* Do this *
Rewrite the data from the line that contains "Task: set a pin on each instance of the letter" through the line that contains "point(460, 110)", replacing "window frame" with "window pane" and leaving everything else unchanged. Give only those lines.

------------------------

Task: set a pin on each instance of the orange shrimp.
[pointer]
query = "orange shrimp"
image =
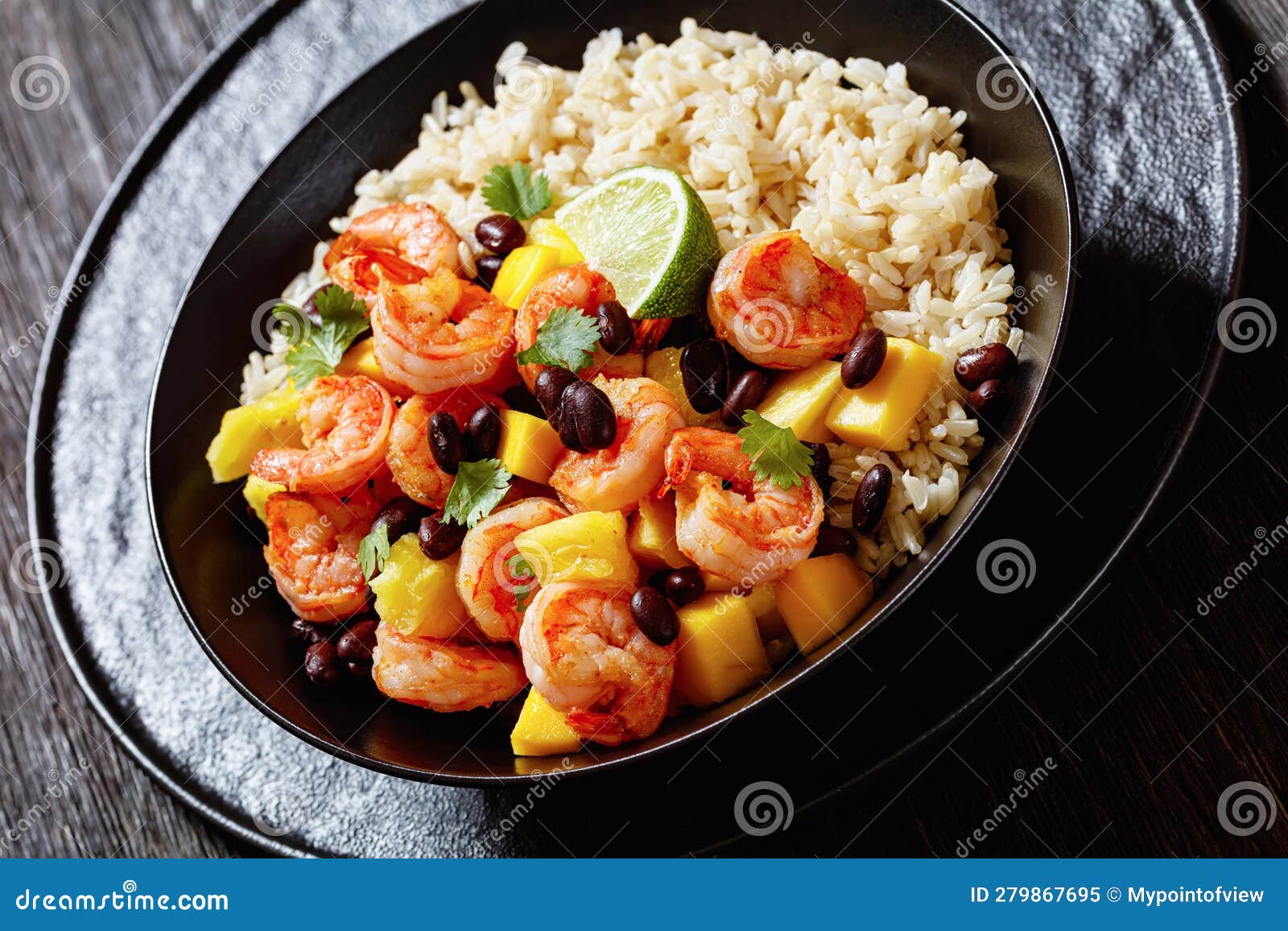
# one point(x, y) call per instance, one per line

------------------------

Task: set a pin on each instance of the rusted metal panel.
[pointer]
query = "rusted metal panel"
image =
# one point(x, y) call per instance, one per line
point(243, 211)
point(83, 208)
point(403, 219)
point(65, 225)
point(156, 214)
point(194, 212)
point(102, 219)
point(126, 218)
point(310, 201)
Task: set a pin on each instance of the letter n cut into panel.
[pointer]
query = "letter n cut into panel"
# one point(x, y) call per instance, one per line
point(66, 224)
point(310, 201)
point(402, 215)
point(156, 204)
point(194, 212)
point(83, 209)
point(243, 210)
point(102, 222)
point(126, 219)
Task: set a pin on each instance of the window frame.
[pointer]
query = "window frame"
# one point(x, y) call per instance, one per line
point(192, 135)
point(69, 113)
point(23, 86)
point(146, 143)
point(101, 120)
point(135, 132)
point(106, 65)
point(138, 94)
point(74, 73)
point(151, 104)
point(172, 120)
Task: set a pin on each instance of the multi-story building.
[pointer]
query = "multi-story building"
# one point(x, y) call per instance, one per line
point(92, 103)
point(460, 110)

------------------------

* Task answer *
Task: set a pin on each instance of the letter n cut into panel.
[pointer]
query = "letter n cut into panel"
# one point(x, y) call per instance, one per line
point(66, 224)
point(310, 201)
point(402, 215)
point(156, 204)
point(194, 212)
point(83, 209)
point(243, 210)
point(102, 222)
point(126, 219)
Task: set a pin on each instance of the window pane.
[pointer]
query = "window pane"
# one point(x, y) call per instance, one per line
point(192, 135)
point(69, 113)
point(23, 86)
point(146, 143)
point(101, 120)
point(135, 132)
point(106, 65)
point(138, 94)
point(74, 73)
point(151, 104)
point(172, 120)
Task: set a pin on each instance of the multi-story building.
[pointer]
query = "multi-story building"
# one point(x, y) call per instance, one per line
point(92, 103)
point(460, 110)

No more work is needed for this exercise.